=== Records for this exercise ===

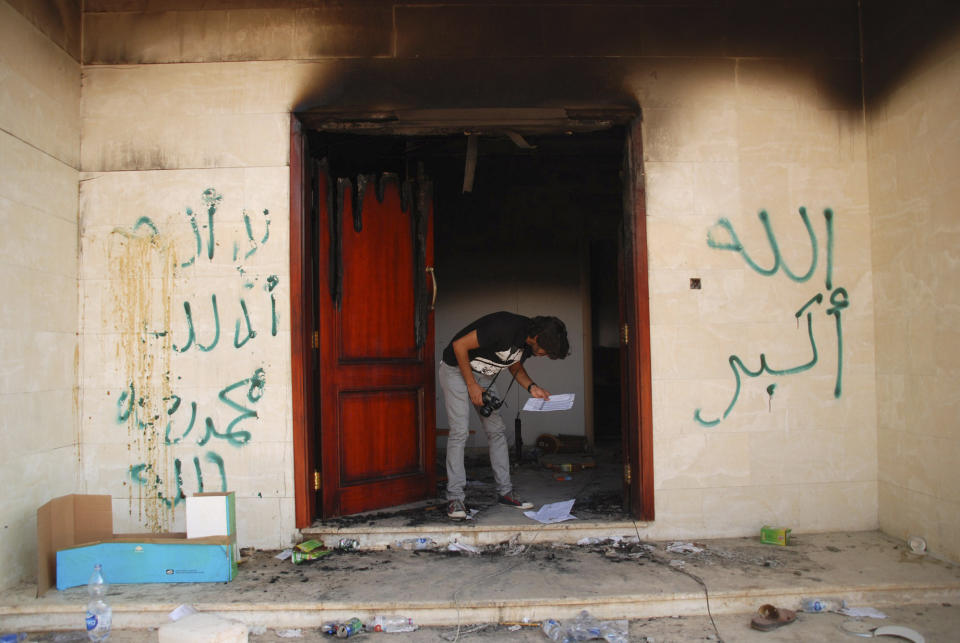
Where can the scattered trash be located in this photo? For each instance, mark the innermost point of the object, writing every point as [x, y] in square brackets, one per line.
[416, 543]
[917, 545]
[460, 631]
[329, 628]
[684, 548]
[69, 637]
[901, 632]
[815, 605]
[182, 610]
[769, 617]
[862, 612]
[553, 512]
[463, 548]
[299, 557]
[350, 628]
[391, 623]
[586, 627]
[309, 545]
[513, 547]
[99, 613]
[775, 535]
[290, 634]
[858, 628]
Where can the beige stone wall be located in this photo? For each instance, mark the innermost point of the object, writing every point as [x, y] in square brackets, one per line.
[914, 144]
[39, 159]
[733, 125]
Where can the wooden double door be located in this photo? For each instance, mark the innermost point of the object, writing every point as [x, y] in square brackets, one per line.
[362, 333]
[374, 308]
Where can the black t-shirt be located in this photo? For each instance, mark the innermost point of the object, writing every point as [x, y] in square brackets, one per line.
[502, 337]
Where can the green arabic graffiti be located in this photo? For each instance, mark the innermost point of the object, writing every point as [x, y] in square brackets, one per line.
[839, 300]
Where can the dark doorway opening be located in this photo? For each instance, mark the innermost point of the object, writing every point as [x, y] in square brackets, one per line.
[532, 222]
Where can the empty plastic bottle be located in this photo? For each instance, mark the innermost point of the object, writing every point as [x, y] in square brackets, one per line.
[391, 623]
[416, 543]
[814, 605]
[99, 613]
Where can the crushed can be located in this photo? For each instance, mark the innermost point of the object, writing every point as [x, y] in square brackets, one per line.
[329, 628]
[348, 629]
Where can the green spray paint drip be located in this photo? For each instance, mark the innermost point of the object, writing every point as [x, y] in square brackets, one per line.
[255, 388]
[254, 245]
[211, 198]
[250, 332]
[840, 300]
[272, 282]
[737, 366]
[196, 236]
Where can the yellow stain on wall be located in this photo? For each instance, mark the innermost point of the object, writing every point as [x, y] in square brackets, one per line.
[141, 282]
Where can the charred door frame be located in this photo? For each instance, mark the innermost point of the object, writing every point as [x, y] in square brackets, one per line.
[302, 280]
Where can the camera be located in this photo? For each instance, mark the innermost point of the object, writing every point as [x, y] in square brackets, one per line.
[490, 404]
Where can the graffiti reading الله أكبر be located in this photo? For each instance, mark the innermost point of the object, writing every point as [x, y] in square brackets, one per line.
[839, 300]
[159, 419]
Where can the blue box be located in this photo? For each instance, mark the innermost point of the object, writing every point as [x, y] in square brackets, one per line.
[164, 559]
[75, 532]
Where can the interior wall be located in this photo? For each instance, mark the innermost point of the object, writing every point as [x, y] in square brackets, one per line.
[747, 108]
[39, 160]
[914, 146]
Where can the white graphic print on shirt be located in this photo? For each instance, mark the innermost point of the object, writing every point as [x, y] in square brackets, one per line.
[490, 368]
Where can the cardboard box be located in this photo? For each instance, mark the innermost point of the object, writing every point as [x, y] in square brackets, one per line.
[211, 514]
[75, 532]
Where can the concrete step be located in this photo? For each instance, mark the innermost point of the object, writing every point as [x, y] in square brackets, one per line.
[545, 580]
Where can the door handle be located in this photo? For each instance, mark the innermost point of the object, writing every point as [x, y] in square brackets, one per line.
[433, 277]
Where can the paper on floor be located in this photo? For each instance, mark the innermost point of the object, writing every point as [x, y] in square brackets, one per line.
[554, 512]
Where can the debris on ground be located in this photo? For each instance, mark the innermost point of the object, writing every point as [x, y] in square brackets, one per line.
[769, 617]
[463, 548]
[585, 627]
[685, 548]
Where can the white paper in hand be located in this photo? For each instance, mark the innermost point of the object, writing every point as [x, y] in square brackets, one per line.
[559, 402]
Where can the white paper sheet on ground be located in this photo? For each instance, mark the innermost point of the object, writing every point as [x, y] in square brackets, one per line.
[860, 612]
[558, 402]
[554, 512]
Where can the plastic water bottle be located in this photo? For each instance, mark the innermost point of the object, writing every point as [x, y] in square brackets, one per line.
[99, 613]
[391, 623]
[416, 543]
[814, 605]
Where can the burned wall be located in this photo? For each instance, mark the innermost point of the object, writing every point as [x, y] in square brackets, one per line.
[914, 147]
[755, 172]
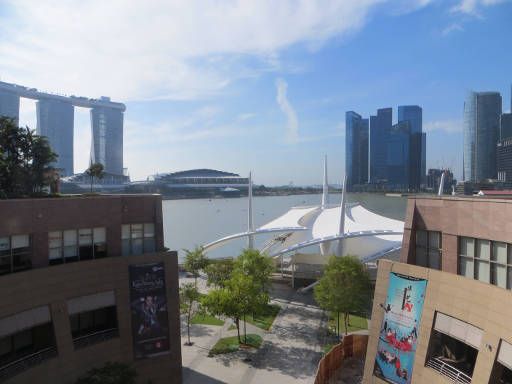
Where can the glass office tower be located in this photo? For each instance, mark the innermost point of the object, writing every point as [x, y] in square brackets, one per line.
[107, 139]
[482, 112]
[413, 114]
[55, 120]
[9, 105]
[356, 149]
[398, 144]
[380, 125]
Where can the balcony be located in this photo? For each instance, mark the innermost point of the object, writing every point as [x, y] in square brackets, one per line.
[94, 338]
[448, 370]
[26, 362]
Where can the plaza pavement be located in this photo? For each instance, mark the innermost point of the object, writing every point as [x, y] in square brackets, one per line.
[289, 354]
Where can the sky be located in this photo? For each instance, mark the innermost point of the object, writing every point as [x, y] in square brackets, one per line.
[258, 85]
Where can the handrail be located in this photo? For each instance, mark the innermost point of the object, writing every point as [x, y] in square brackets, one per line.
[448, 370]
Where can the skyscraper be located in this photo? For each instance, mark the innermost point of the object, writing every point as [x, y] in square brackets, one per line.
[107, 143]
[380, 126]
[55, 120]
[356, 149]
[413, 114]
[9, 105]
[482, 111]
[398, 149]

===

Retype the listing exactly. Pictures do not belong in the copy.

Where can the scattered trash be located in this photo? For each instance, mark the innermost point of the object, writing every point as [x, y] in square brackets, one per line.
[416, 543]
[917, 545]
[460, 631]
[329, 628]
[684, 548]
[69, 637]
[901, 632]
[815, 605]
[182, 610]
[769, 617]
[862, 612]
[553, 512]
[463, 548]
[299, 557]
[350, 628]
[391, 623]
[586, 627]
[309, 545]
[513, 547]
[99, 613]
[775, 535]
[290, 634]
[858, 628]
Where can the beige stone wall be located in this photo? For each instance, mark the innermost point of the object, writing every point as [x, y] in square brackets, one per line.
[914, 144]
[39, 159]
[733, 125]
Where can the wooden double door be located in this photo? For each instance, mark the innermost point of the object, writing every point as [x, y] in square brackets, one per line.
[362, 333]
[374, 308]
Where can the black t-shirt be located in this photo? For each instance, mark the innermost point of the object, writing every point as [x, y] in square brackets, one per line.
[502, 337]
Where can the green arabic graffiti be located in this photo? For each instance, mark the innermost point of the object, writing every point as [x, y] in square brackets, one per line.
[839, 300]
Where can the dark doorway opening be located in this photo? For each instance, mark the innermost point of the object, writing every point as [x, y] in square brackets, one per line.
[532, 222]
Where can the empty plastic bottle be located in this photo? For each instance, mark the innermost point of the object, writing every point as [x, y] in square brackets, one per line.
[391, 623]
[416, 543]
[814, 605]
[99, 613]
Where can the crushed can be located in this photo? For each instance, mark the innermost point of the object, writing every point as [x, y] in square brackets, one per line.
[329, 628]
[348, 629]
Where can the green spray paint drip be located in this photo? For each instance, mark the innermost point of the object, writing every point as [x, y] in square brackets, one per line.
[255, 388]
[254, 245]
[211, 198]
[250, 332]
[840, 300]
[272, 282]
[737, 366]
[196, 236]
Where can the yellow stain on wall be located in this photo? For each instance, mark the innermost point of the object, writing every point as [x, y] in square brackets, one per line.
[141, 282]
Where can the charred door frame be located in this photo? For each instance, mark the innermost point of the object, writing every point as [x, y] in square brackets, one per line.
[302, 280]
Where can the camera be located in this photo? For each instance, mark the innermost point of the object, writing every point as [x, y] in square brackets, one per line.
[490, 404]
Where can the graffiti reading الله أكبر be located in this photo? For each instance, mark the innermost point of the object, writing every point as [x, y] in square brackets, one per line.
[839, 300]
[159, 419]
Where can the blue box be located in this photo? For each instance, mark the innermost point of the object, writing every point as [x, y] in square brackets, one per line.
[164, 559]
[75, 532]
Where can the interior wall be located in this photo? For each instance, mark the innermost point of the object, writing every point as [x, y] in square brackets, one per line.
[747, 108]
[39, 160]
[914, 146]
Where can the white graphic print on shirt be located in this photo? For each instance, mark the innermost point of the object, writing every point as [x, y] in square brackets, one per line.
[490, 368]
Where can the cardboard box be located in this photo? For each instance, mark the innermost point of the object, writing every point as [x, y] in square brackets, one per line.
[211, 514]
[75, 532]
Where can the concrete step be located in this photo? For each instance, mark the innermost point of the object, writing every point as [x, y] in square brackets, one per line.
[545, 580]
Where can the door handle be located in this photo? For each instance, mark the innermost point of the object, writing every point as [x, y] in square brackets, one per line.
[433, 277]
Where can the paper on floor be located in this photo? For each instance, mark the innermost point of the object, writing every point as [x, y] in square brackets, one per line.
[554, 512]
Where can the debris on ground be located in this photo? For each instance, mark the innermost point of the object, writing every point as [x, y] in square brackets, one per line.
[769, 617]
[463, 548]
[585, 627]
[685, 548]
Where can the white paper in hand be located in this photo? For each instance, mark the innermost point of the object, writing every point as [x, y] in square brackets, one per line.
[559, 402]
Where can the white paper sheet on ground be located in this photo? For each instance, mark the innermost point of the object, writing every point as [x, y] in square brackets, one per line.
[860, 612]
[558, 402]
[554, 512]
Where can the plastic water bottle be located in this photo? For each instance, mark the innermost point of the object, writing every point as [x, y] in square brackets, one per line.
[99, 613]
[391, 623]
[416, 543]
[814, 605]
Where can the burned wall be located in this photo? For each instance, mark the innermost point of the object, writing every point as [x, y] in square brackets, one per line.
[914, 147]
[755, 172]
Where can the glass office tower be located in this photo? For each instance, mark the innermost point of the object, writing every point as [x, y] in square brackets, one per line.
[107, 139]
[482, 112]
[413, 114]
[55, 120]
[9, 105]
[356, 149]
[398, 144]
[380, 125]
Where can the balcony be located in this photo? For each instance, mark the innermost point of the object, writing every point as [x, y] in square brackets, one per line.
[94, 338]
[448, 370]
[26, 362]
Where can the plaza pavement be located in this photo? For each instance, mark the innermost point of the object, writing every point as [x, y] in square brackets, one per line.
[289, 354]
Where can the sky be located in this photo? For each instance, mark the innermost point of the object, writing every point as [x, y] in square brackets, one per line.
[258, 85]
Where can the handrail be located in this photo? For each instance, mark the innermost point of the object, writing every point as [x, y] in square brackets, one per line.
[448, 370]
Where can the skyscraper be located in this photo? For each instance, mark the innermost point of the object, writing every point as [x, y] in square brackets, one per line.
[107, 143]
[380, 126]
[55, 120]
[356, 149]
[413, 114]
[9, 105]
[482, 111]
[398, 149]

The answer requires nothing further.